De veelbelovende vijftiger.
door Gerard Walschap.
Als hij volleerd is en zijn openbaar leven begint, wendt zich een kritikus, veronderstellen wij, tot de Maagd van Vlaanderen en vraagt haar waarmee hij haar kan van dienst zijn. Wij veronderstellen niet dat hij dit niet vraagt en alleen zijn dwaze goesting doet; wij veronderstellen niet dat hij alleen voor zichzelven kritiek voert, want dan foei! Ge kunt nog met eenig fatsoen, al is het ziekelijk, voor uzelf een gedicht schrijven, maar voor uw eigen genot de fouten zoeken van anderen, voor uw eigen genot den betweter uithangen en zeggen: Zoo, mensch, moet ge schrijven, en zoo en zoo, wel foei en foei! Zoo slecht zijn!

Enkele records
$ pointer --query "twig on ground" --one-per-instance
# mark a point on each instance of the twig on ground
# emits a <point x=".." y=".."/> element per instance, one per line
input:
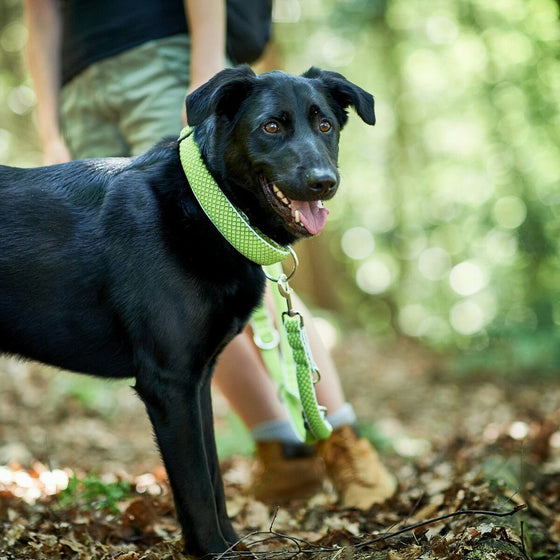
<point x="313" y="549"/>
<point x="409" y="528"/>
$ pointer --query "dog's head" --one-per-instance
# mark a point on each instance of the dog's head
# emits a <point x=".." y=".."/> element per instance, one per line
<point x="271" y="142"/>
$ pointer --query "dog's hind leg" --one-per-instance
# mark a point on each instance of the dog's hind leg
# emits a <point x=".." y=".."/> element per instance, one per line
<point x="175" y="409"/>
<point x="213" y="463"/>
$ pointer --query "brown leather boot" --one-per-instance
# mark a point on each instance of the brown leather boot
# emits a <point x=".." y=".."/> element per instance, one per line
<point x="355" y="469"/>
<point x="286" y="472"/>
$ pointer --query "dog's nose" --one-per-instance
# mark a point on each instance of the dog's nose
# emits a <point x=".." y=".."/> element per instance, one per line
<point x="322" y="182"/>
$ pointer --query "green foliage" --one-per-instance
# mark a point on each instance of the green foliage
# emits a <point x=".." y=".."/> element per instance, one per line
<point x="95" y="493"/>
<point x="446" y="228"/>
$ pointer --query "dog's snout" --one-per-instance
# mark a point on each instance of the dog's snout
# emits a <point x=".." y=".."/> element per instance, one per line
<point x="322" y="182"/>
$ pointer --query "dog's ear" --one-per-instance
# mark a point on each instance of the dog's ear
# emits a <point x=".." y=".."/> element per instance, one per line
<point x="221" y="95"/>
<point x="344" y="93"/>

OPDRACHTEN:
a. Tot wie wendt een kritikus zich volgens de tekst over de veelbelovende vijftiger als zijn openbaar leven begint?
b. Zet alle regels van de items om in een genummerde lijst zonder lege regels. Laat de afbeeldingen uit je antwoord weg.
De tekst en de items staan los van elkaar.

ANTWOORDEN:
a. Tot de Maagd van Vlaanderen.

b.
1. $ pointer --query "twig on ground" --one-per-instance
2. # mark a point on each instance of the twig on ground
3. # emits a <point x=".." y=".."/> element per instance, one per line
4. input:
5. <point x="313" y="549"/>
6. <point x="409" y="528"/>
7. $ pointer --query "dog's head" --one-per-instance
8. # mark a point on each instance of the dog's head
9. # emits a <point x=".." y=".."/> element per instance, one per line
10. <point x="271" y="142"/>
11. $ pointer --query "dog's hind leg" --one-per-instance
12. # mark a point on each instance of the dog's hind leg
13. # emits a <point x=".." y=".."/> element per instance, one per line
14. <point x="175" y="409"/>
15. <point x="213" y="463"/>
16. $ pointer --query "brown leather boot" --one-per-instance
17. # mark a point on each instance of the brown leather boot
18. # emits a <point x=".." y=".."/> element per instance, one per line
19. <point x="355" y="469"/>
20. <point x="286" y="472"/>
21. $ pointer --query "dog's nose" --one-per-instance
22. # mark a point on each instance of the dog's nose
23. # emits a <point x=".." y=".."/> element per instance, one per line
24. <point x="322" y="182"/>
25. $ pointer --query "green foliage" --one-per-instance
26. # mark a point on each instance of the green foliage
27. # emits a <point x=".." y=".."/> element per instance, one per line
28. <point x="95" y="493"/>
29. <point x="446" y="228"/>
30. $ pointer --query "dog's snout" --one-per-instance
31. # mark a point on each instance of the dog's snout
32. # emits a <point x=".." y=".."/> element per instance, one per line
33. <point x="322" y="182"/>
34. $ pointer --query "dog's ear" --one-per-instance
35. # mark a point on each instance of the dog's ear
36. # emits a <point x=".." y=".."/> element per instance, one per line
37. <point x="221" y="95"/>
38. <point x="344" y="93"/>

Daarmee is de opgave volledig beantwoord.